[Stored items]
----

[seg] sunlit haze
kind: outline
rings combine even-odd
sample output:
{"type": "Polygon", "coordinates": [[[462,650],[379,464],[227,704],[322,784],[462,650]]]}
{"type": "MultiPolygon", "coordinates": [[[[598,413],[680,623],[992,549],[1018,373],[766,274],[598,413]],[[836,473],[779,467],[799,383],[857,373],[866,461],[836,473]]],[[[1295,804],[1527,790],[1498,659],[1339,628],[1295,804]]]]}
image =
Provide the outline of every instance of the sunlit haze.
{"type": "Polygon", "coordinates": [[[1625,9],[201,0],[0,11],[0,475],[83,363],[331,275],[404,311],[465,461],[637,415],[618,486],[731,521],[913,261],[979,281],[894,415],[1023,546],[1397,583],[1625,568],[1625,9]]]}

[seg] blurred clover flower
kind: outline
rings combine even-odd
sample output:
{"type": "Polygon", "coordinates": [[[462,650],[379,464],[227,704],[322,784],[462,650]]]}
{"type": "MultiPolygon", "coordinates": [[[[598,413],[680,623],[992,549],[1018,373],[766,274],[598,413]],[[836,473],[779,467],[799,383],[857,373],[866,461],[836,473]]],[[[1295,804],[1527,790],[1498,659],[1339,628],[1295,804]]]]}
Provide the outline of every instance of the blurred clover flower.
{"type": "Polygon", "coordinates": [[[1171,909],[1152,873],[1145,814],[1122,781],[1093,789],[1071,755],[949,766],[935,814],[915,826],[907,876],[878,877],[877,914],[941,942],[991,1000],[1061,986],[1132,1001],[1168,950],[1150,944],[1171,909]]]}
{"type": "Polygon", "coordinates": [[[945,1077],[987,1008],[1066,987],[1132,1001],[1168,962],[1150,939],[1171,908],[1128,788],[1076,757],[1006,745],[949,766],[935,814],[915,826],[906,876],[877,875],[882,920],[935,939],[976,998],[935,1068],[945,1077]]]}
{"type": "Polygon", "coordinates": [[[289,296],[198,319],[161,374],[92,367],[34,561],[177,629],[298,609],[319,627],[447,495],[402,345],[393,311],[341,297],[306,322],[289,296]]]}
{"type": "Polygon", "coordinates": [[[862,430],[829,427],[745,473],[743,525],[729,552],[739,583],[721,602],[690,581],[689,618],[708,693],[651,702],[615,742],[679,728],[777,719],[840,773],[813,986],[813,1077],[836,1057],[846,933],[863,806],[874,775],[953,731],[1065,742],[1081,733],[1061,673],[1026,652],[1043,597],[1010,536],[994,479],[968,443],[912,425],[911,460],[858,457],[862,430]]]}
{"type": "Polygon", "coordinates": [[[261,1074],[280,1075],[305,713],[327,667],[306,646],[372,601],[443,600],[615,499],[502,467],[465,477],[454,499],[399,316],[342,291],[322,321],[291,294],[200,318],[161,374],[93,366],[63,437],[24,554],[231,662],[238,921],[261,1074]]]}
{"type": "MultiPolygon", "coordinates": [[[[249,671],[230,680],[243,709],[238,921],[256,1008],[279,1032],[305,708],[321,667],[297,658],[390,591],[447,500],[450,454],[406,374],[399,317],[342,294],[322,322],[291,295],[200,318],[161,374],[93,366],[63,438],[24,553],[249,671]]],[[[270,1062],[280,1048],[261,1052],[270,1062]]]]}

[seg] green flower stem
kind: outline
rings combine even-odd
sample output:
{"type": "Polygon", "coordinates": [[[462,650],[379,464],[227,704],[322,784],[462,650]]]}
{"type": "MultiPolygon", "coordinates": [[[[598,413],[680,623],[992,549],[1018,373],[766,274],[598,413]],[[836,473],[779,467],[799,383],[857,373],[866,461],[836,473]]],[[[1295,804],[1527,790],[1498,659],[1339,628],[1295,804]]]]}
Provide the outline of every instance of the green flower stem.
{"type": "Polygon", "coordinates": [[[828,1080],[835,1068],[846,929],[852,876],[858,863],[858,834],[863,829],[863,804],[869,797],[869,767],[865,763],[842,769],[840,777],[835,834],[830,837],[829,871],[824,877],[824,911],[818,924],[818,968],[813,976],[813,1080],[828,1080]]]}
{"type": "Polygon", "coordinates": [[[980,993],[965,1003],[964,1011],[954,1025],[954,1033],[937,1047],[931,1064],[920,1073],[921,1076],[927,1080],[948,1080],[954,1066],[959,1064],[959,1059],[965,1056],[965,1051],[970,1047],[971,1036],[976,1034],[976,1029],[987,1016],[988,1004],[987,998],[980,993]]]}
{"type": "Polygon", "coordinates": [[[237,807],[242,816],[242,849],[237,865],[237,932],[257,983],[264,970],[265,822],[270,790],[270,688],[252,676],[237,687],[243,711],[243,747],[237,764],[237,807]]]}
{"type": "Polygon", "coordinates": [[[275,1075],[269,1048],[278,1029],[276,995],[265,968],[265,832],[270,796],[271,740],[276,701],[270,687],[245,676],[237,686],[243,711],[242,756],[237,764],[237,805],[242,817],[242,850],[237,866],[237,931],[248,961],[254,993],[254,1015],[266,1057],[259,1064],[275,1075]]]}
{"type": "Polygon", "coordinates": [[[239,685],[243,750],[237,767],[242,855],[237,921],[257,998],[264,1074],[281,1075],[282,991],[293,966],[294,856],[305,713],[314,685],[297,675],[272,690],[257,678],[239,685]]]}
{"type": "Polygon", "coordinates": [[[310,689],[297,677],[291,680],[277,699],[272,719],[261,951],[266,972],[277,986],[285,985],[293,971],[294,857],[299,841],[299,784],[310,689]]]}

----

• Prompt:
Retype each of the records, word for word, with nothing added or dropped.

• Response to the task:
[seg] sunlit haze
kind: outline
rings combine even-odd
sample output:
{"type": "Polygon", "coordinates": [[[462,650],[379,464],[227,704],[322,784],[462,650]]]}
{"type": "MultiPolygon", "coordinates": [[[[598,413],[680,623],[992,549],[1018,373],[766,274],[598,413]],[[836,473],[779,467],[799,383],[857,373],[866,461],[836,473]]],[[[1295,804],[1527,790],[1498,659],[1339,628],[1295,804]]]]}
image =
Provide the outline of every instance of the sunlit haze.
{"type": "Polygon", "coordinates": [[[1625,9],[201,0],[0,11],[0,475],[83,363],[331,275],[404,311],[465,461],[637,415],[618,486],[731,521],[913,261],[979,281],[894,415],[1023,546],[1397,583],[1625,568],[1625,9]]]}

[seg] blurred clover flower
kind: outline
rings combine even-odd
sample output:
{"type": "Polygon", "coordinates": [[[462,650],[379,464],[227,704],[322,784],[462,650]]]}
{"type": "MultiPolygon", "coordinates": [[[[598,413],[680,623],[992,549],[1018,373],[766,274],[598,413]],[[836,473],[779,467],[799,383],[857,373],[866,461],[836,473]]],[[[1295,804],[1527,790],[1498,659],[1339,628],[1295,804]]]]}
Provide the outline of every instance of the blurred clover flower.
{"type": "Polygon", "coordinates": [[[1171,909],[1152,873],[1145,814],[1122,781],[1093,789],[1071,755],[949,766],[935,814],[915,826],[907,876],[878,877],[877,914],[941,942],[991,1000],[1061,986],[1132,1001],[1168,950],[1150,944],[1171,909]]]}
{"type": "Polygon", "coordinates": [[[945,1077],[987,1008],[1066,987],[1132,1001],[1168,962],[1150,939],[1171,908],[1128,788],[1076,757],[1006,745],[949,766],[935,814],[915,826],[906,876],[877,875],[882,920],[935,939],[976,998],[935,1068],[945,1077]]]}
{"type": "Polygon", "coordinates": [[[289,296],[198,319],[161,374],[92,367],[34,561],[177,629],[298,609],[319,627],[447,495],[402,345],[393,311],[341,297],[306,322],[289,296]]]}
{"type": "Polygon", "coordinates": [[[862,430],[829,427],[745,473],[743,525],[729,552],[739,583],[721,602],[690,581],[689,618],[708,693],[651,702],[615,742],[679,728],[777,719],[840,773],[813,986],[813,1077],[836,1057],[846,933],[863,806],[874,775],[953,731],[1065,742],[1081,733],[1061,673],[1026,652],[1043,597],[1010,536],[994,479],[968,443],[912,425],[911,460],[858,457],[862,430]]]}
{"type": "Polygon", "coordinates": [[[261,1074],[280,1075],[305,713],[327,667],[306,646],[372,601],[443,600],[615,499],[502,467],[465,477],[454,499],[399,316],[342,291],[322,321],[291,294],[200,318],[161,374],[93,366],[63,437],[24,554],[231,662],[238,921],[261,1074]]]}
{"type": "MultiPolygon", "coordinates": [[[[249,671],[230,680],[243,709],[238,921],[256,1008],[279,1032],[305,708],[321,667],[297,658],[390,591],[447,500],[450,454],[406,374],[399,317],[342,294],[322,322],[291,295],[200,318],[161,374],[93,366],[63,438],[24,553],[249,671]]],[[[270,1062],[280,1048],[261,1052],[270,1062]]]]}

[seg] green flower stem
kind: outline
rings combine even-odd
sample output:
{"type": "Polygon", "coordinates": [[[462,650],[379,464],[227,704],[322,784],[462,650]]]}
{"type": "MultiPolygon", "coordinates": [[[[598,413],[680,623],[992,549],[1018,373],[766,274],[598,413]],[[836,473],[779,467],[799,383],[857,373],[866,461],[836,473]]],[[[1295,804],[1527,790],[1498,659],[1339,628],[1295,804]]]]}
Provide the outline of every instance of the green flower stem.
{"type": "Polygon", "coordinates": [[[828,1080],[835,1068],[846,929],[852,876],[858,863],[858,834],[863,829],[863,804],[869,797],[869,767],[865,763],[842,769],[840,777],[835,834],[830,837],[829,871],[824,877],[824,911],[818,924],[818,968],[813,976],[813,1080],[828,1080]]]}
{"type": "Polygon", "coordinates": [[[980,993],[965,1003],[964,1011],[954,1025],[954,1033],[937,1047],[931,1064],[920,1073],[921,1076],[927,1080],[948,1080],[954,1066],[959,1064],[959,1059],[965,1056],[965,1051],[970,1047],[971,1036],[976,1034],[976,1029],[987,1016],[988,1004],[987,998],[980,993]]]}
{"type": "Polygon", "coordinates": [[[237,807],[242,816],[242,849],[237,865],[237,932],[257,983],[264,970],[265,822],[270,790],[270,688],[252,676],[237,687],[243,711],[243,747],[237,764],[237,807]]]}
{"type": "Polygon", "coordinates": [[[275,1075],[269,1048],[278,1029],[276,995],[265,968],[265,832],[270,796],[271,740],[276,701],[270,687],[245,676],[237,686],[243,711],[242,756],[237,764],[237,805],[242,817],[242,850],[237,866],[237,931],[248,961],[254,993],[254,1015],[266,1057],[259,1064],[275,1075]]]}
{"type": "Polygon", "coordinates": [[[239,685],[243,750],[237,767],[242,855],[237,921],[257,998],[264,1074],[281,1075],[282,991],[293,966],[294,856],[305,713],[314,685],[297,675],[272,690],[257,678],[239,685]]]}
{"type": "Polygon", "coordinates": [[[310,689],[297,677],[291,680],[277,699],[272,719],[261,951],[266,972],[277,986],[285,985],[293,971],[294,857],[299,841],[299,784],[310,689]]]}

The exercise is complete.